§ **Directive**:
Turn the lines of the records below into a numbered list, leaving out any blank lines. Begin at the line that has "Spot every car's front" and stop after the line that has "[[28, 133, 597, 375], [0, 167, 75, 224]]".

Detection annotation records:
[BEGIN]
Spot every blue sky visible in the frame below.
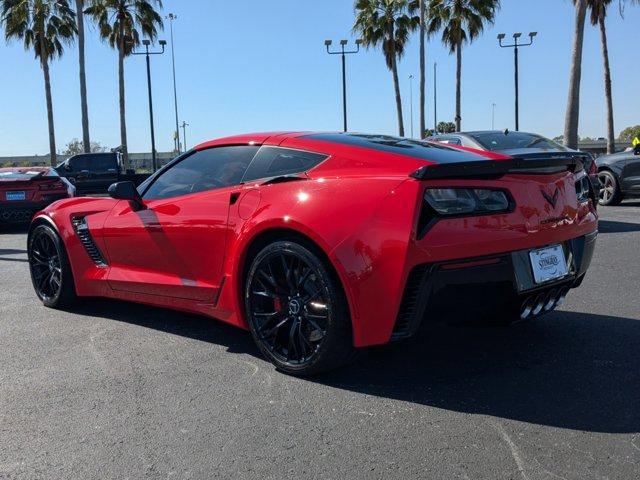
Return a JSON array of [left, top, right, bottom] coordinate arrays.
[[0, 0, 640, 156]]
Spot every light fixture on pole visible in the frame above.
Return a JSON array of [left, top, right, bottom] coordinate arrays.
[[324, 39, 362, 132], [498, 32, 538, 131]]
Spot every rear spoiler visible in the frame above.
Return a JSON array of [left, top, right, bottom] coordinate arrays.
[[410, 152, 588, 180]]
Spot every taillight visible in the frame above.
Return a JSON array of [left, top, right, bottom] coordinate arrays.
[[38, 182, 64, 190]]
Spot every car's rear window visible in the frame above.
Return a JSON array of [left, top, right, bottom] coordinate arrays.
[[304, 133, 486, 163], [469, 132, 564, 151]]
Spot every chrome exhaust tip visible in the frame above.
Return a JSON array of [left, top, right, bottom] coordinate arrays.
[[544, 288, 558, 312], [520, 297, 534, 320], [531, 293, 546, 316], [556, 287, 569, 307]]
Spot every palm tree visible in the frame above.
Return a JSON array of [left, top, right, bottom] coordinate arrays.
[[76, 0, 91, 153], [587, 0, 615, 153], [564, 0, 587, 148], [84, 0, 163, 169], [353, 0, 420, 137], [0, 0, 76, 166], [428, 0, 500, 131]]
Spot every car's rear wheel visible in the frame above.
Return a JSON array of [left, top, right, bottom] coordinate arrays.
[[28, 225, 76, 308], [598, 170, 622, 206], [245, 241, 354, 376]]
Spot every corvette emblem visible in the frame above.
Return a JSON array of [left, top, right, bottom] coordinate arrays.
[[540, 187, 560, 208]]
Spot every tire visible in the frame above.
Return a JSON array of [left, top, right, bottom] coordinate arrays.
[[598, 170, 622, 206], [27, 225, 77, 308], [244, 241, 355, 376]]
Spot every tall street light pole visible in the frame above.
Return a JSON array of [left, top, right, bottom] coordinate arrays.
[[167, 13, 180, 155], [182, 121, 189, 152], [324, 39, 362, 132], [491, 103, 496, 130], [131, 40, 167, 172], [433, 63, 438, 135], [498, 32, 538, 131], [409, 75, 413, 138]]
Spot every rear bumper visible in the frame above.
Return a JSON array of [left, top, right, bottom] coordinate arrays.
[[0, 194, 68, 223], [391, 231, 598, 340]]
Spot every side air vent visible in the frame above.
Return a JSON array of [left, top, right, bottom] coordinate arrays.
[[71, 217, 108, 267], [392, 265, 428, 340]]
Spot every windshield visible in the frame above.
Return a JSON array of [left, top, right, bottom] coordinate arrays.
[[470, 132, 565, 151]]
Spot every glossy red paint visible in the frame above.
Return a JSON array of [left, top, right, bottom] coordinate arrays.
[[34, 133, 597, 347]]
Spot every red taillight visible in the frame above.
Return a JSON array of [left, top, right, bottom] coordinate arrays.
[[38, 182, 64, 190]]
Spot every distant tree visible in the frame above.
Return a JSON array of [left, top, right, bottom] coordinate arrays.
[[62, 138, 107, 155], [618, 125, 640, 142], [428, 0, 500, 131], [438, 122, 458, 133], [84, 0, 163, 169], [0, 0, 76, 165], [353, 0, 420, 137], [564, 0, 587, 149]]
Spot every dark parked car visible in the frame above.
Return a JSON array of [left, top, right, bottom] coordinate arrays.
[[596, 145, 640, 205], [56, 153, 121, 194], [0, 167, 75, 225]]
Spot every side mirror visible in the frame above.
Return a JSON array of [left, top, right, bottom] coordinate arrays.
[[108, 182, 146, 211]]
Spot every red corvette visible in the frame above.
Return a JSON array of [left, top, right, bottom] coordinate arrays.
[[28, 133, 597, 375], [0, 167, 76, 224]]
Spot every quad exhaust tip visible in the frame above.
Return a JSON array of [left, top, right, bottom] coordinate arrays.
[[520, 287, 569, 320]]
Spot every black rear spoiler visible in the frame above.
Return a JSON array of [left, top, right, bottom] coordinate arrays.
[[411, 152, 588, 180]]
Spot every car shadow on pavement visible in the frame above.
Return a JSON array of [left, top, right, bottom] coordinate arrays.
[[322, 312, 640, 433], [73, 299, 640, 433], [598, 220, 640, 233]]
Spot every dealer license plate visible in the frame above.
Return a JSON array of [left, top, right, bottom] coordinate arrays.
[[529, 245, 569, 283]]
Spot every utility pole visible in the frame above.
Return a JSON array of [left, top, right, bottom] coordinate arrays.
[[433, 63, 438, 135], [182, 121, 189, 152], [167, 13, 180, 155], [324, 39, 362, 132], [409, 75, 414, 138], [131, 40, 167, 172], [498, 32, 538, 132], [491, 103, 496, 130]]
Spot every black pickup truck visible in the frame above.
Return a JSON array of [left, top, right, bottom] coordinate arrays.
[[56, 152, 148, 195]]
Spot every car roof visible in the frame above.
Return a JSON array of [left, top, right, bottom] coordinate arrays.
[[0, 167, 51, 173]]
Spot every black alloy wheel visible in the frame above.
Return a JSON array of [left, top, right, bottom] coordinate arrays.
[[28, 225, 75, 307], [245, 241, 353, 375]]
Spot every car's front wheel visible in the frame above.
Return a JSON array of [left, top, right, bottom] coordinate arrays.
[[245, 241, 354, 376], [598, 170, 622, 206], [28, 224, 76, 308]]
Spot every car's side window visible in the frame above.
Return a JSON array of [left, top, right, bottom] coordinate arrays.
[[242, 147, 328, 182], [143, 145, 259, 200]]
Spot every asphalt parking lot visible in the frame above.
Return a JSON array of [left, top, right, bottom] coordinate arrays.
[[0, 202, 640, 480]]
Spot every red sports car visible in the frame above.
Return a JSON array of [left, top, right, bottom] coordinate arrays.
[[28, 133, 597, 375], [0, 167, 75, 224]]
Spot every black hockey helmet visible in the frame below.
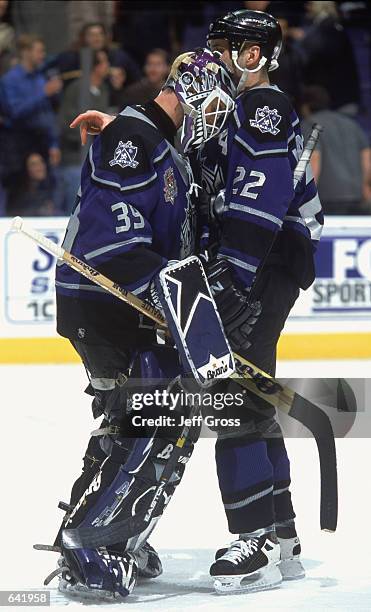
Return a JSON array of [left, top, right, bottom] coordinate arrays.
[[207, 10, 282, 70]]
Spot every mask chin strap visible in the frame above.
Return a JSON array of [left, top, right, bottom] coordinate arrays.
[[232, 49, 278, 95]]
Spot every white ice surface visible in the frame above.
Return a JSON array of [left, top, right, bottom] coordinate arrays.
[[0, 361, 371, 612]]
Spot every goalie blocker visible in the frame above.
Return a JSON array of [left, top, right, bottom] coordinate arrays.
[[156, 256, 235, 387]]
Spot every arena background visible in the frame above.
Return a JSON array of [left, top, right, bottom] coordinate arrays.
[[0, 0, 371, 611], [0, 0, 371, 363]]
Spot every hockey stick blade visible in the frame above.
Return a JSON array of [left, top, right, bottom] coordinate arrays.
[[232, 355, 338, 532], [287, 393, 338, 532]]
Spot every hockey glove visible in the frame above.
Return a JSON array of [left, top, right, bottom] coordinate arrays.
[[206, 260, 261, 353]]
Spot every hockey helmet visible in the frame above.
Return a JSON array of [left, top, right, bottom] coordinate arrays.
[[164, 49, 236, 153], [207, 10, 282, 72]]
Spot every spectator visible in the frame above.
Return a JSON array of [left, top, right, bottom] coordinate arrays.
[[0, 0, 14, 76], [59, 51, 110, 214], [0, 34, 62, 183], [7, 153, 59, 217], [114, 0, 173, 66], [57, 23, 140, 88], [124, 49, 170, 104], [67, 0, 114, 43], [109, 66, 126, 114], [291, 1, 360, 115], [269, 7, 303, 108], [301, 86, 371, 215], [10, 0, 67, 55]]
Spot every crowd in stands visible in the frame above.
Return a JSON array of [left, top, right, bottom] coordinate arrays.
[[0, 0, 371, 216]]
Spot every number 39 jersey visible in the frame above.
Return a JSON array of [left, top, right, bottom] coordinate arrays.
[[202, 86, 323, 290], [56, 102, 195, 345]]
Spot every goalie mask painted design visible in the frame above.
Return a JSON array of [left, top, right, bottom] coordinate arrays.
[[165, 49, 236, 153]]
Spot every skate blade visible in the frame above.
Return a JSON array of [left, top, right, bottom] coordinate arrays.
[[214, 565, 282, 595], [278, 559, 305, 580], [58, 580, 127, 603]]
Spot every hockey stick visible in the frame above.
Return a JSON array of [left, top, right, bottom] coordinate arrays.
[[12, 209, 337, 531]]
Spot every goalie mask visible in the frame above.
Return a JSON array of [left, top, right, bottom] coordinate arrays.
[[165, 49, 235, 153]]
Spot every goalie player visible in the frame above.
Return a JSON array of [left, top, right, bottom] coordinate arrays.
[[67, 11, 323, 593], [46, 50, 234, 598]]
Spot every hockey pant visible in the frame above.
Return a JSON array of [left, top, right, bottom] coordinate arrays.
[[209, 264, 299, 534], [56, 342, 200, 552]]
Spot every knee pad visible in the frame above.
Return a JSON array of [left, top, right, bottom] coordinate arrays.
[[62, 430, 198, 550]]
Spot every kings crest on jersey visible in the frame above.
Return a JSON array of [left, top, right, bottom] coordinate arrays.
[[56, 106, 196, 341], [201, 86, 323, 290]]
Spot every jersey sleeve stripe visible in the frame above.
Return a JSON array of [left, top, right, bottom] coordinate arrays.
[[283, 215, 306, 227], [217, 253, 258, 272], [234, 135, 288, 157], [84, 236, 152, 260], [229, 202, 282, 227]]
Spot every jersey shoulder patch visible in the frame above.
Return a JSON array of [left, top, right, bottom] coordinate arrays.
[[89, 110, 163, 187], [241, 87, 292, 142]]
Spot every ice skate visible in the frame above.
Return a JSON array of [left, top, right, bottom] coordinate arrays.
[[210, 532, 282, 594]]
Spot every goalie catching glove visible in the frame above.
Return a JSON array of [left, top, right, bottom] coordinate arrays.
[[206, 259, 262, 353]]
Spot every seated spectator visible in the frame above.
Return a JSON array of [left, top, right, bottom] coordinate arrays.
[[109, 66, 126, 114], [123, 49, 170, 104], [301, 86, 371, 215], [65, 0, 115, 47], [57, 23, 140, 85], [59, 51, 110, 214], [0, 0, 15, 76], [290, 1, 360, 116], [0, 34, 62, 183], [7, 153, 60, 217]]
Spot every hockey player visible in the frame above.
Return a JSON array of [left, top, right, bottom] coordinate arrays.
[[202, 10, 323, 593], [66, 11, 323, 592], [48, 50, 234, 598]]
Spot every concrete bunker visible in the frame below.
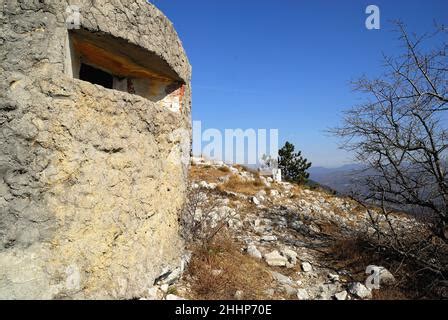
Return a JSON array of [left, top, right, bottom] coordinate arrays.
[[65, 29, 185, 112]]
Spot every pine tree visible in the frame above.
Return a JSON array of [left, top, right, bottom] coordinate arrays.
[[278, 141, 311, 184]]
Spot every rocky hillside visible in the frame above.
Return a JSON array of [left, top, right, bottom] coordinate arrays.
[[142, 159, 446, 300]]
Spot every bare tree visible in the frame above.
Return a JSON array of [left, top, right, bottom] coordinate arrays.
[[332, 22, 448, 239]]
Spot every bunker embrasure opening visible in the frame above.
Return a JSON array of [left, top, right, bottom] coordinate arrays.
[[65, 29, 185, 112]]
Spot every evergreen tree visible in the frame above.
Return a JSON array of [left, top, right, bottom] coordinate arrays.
[END]
§ **Correct result**:
1. Spot every car's front wheel visible in the frame above.
2. Return a JSON array of [left, top, right, bottom] coordinate arrays.
3. [[245, 241, 354, 376], [598, 170, 622, 206], [28, 224, 76, 308]]
4. Spot every car's side window visible in the frame above.
5. Return a JSON array of [left, top, right, bottom] coordinate arrays.
6. [[242, 147, 328, 182], [143, 145, 259, 200]]
7. Spot every asphalt parking lot visible in the frame above.
8. Return a JSON array of [left, top, right, bottom] coordinate arrays.
9. [[0, 202, 640, 480]]
10. Spot every red sports car visible in the frame above.
11. Return a JSON array of [left, top, right, bottom] coordinate arrays.
12. [[28, 133, 597, 375], [0, 167, 75, 224]]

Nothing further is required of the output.